## EXERCISE BRIEF
Can you copy everything from the line containing "Expected behaviour: for every instance of the window, pick" down to the line containing "x=305 y=114", both lines included and the requests kept as they are, but shift each answer coordinate by adding -146 to every x and y value? Give only those lines.

▼

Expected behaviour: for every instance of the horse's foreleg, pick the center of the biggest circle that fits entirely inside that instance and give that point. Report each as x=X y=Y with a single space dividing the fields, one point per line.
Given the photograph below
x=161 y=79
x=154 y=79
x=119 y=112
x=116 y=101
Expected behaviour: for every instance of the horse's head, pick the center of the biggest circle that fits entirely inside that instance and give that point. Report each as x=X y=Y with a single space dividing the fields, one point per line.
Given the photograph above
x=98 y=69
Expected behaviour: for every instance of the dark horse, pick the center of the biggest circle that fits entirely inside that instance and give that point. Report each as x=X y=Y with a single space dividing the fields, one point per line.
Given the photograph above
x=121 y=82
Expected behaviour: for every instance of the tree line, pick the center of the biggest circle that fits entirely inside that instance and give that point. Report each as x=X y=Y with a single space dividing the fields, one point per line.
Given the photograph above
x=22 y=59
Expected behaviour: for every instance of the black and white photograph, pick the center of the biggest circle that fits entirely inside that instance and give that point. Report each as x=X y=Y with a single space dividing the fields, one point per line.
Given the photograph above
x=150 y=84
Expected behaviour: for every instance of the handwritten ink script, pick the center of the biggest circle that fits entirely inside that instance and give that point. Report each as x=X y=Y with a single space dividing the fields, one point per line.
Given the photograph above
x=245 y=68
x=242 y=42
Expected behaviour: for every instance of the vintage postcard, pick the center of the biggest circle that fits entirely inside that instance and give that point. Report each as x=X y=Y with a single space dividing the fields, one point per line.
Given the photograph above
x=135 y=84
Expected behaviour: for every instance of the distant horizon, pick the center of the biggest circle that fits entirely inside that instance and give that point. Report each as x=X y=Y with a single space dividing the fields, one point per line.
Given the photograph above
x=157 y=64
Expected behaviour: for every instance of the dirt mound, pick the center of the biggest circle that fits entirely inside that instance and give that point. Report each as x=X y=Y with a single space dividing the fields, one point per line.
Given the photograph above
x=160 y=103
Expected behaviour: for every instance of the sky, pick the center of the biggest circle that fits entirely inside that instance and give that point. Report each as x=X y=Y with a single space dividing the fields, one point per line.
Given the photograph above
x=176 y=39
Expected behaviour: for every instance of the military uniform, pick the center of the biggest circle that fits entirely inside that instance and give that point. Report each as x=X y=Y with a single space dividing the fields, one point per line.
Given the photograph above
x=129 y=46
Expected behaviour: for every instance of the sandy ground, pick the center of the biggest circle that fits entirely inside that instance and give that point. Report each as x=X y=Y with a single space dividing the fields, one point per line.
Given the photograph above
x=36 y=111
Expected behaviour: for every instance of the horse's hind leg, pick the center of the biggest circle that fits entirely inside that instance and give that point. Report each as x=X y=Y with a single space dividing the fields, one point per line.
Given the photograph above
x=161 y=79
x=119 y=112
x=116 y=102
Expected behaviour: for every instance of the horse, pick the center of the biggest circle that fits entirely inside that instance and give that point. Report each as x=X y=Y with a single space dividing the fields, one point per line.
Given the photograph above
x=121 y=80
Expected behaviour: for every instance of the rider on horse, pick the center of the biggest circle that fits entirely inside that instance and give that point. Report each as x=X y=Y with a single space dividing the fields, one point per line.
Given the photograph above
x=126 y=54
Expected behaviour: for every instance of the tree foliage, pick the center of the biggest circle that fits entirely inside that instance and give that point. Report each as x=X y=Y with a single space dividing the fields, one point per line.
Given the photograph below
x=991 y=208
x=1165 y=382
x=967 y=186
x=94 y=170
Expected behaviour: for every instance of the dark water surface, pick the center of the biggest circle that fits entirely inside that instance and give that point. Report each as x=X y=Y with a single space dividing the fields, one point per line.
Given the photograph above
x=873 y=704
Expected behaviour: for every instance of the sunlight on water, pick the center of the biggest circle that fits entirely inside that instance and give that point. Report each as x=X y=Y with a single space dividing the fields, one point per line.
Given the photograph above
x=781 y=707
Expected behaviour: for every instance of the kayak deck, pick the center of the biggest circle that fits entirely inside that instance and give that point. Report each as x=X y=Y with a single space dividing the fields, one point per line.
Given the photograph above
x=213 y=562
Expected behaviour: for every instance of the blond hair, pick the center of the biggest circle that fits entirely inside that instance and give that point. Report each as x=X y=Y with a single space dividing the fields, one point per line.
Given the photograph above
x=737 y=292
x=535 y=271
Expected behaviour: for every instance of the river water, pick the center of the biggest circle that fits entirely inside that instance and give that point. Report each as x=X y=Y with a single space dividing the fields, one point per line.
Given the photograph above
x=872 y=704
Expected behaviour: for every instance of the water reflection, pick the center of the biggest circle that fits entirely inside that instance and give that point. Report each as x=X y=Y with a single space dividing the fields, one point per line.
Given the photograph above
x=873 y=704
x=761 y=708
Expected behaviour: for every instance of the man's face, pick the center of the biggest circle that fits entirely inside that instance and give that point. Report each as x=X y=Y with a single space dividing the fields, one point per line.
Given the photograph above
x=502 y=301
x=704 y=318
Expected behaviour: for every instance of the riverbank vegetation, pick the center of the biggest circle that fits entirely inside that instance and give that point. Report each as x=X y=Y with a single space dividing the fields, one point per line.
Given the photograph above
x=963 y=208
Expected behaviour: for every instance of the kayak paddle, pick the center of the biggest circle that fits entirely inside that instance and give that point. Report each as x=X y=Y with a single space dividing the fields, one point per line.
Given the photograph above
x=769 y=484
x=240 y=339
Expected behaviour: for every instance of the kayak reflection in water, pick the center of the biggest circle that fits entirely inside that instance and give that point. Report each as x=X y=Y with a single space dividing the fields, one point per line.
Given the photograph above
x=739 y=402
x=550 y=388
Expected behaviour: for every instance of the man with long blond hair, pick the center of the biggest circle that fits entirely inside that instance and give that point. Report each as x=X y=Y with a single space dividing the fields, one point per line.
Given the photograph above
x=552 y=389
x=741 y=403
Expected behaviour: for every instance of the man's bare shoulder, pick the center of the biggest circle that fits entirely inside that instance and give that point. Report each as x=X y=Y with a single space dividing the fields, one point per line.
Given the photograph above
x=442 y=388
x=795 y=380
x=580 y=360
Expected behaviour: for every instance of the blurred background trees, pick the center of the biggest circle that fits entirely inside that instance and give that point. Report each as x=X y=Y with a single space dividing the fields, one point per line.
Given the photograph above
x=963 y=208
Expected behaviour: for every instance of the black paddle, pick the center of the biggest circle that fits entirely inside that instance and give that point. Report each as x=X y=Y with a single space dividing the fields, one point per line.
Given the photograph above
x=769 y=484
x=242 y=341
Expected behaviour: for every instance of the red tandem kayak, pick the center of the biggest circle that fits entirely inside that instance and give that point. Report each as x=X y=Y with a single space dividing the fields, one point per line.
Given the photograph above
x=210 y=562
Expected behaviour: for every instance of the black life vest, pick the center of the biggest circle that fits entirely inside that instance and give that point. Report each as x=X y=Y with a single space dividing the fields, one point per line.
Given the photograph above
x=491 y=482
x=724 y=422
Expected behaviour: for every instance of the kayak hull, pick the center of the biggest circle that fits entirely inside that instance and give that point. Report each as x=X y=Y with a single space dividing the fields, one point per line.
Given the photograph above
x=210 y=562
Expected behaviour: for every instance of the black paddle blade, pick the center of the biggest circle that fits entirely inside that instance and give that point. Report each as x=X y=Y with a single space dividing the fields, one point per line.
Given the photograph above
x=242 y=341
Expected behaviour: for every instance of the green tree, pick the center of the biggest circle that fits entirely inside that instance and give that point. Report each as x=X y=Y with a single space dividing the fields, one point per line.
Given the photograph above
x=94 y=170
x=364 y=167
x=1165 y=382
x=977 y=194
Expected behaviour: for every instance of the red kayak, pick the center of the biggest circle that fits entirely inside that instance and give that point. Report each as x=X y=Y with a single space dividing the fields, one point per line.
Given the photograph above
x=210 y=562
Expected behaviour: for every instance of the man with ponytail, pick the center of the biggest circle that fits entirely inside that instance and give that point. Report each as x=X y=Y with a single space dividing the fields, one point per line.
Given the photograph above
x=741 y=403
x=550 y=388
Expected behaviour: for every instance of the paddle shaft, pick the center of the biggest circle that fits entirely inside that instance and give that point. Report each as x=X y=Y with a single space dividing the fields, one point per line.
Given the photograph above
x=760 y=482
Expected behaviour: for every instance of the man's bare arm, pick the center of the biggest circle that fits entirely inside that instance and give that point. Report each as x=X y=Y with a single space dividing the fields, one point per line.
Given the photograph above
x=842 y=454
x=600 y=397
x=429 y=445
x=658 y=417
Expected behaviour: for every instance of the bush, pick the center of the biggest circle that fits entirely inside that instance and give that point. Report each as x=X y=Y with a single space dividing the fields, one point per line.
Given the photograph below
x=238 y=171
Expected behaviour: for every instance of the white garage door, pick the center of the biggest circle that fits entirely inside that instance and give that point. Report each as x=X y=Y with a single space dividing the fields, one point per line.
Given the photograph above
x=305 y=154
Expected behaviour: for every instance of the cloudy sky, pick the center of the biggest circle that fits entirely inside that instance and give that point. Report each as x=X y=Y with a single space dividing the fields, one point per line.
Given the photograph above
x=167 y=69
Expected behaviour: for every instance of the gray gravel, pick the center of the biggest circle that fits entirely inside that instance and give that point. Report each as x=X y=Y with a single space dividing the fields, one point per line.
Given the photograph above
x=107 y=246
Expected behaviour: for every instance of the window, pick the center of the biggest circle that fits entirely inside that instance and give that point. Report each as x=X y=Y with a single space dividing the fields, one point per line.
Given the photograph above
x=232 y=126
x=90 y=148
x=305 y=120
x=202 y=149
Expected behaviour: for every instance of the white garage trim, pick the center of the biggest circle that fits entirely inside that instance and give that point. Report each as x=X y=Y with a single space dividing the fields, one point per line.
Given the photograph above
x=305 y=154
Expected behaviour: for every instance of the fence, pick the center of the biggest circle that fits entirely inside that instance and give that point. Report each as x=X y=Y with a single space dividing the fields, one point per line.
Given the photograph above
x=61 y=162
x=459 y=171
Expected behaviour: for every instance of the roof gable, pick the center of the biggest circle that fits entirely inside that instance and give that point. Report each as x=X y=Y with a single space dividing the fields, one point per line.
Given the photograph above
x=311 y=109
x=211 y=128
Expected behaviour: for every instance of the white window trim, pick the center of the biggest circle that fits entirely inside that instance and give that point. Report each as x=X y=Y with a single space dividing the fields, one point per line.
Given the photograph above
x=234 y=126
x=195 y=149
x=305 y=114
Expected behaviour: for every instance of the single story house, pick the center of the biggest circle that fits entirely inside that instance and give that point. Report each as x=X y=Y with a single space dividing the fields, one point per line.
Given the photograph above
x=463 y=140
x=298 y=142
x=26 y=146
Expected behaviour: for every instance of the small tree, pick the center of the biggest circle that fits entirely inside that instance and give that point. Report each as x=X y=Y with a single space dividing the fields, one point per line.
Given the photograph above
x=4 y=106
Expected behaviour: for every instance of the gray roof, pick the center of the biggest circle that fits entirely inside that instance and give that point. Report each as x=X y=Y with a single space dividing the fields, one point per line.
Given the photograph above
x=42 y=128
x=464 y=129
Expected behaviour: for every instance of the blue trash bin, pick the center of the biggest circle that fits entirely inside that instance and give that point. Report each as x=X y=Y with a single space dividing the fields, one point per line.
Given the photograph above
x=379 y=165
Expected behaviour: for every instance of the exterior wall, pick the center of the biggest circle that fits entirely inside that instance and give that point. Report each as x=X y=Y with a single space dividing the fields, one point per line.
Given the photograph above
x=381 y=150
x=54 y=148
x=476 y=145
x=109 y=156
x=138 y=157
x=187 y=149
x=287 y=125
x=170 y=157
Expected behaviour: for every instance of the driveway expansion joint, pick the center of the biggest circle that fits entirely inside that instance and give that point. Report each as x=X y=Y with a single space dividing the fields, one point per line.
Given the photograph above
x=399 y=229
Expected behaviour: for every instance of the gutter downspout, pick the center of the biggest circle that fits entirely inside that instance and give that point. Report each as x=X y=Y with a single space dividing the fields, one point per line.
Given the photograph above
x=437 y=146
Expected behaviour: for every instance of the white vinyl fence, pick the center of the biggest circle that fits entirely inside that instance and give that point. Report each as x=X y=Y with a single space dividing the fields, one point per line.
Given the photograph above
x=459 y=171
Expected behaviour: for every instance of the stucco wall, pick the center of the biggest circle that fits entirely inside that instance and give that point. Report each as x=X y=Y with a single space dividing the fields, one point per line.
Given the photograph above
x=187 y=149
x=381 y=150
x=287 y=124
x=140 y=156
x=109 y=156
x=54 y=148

▲

## TASK SOLUTION
Expected behaviour: for every instance of the window, pick the center of the biggest circle that fits entirely inside that instance and give that point. Report each as x=X y=Y with a single space dividing the fields, one point per line.
Given the photograph above
x=86 y=-20
x=-56 y=2
x=159 y=-26
x=56 y=3
Expected behaviour: for every instance of the white garage trim, pick the center of the biggest circle that fits entirely inside that instance and give that point. Report each as x=X y=Y with a single space dividing the fields, one point per line.
Given the photograph above
x=159 y=8
Expected behaviour: for every instance of the fence, pick the center of the biggest circle that fits entirely inside that instance and give that point. Report each as x=X y=Y with a single space dividing the fields, one point per line.
Given the photograph above
x=-85 y=16
x=313 y=25
Expected behaviour: for every instance of the roof gable, pick the center of the biggest circle that fits entirely inside that instance and give that point. Report each as x=X y=Y with a single space dividing the fields, one point per line.
Given the photograph above
x=165 y=-37
x=65 y=-18
Expected behaviour: for every instance of the white window trim, pick the center of the biggest circle that fits entirely inside that instance and give that point. Report each as x=X y=Y with a single space dividing the fields, one point per line.
Given the photograph above
x=88 y=-20
x=49 y=3
x=159 y=-32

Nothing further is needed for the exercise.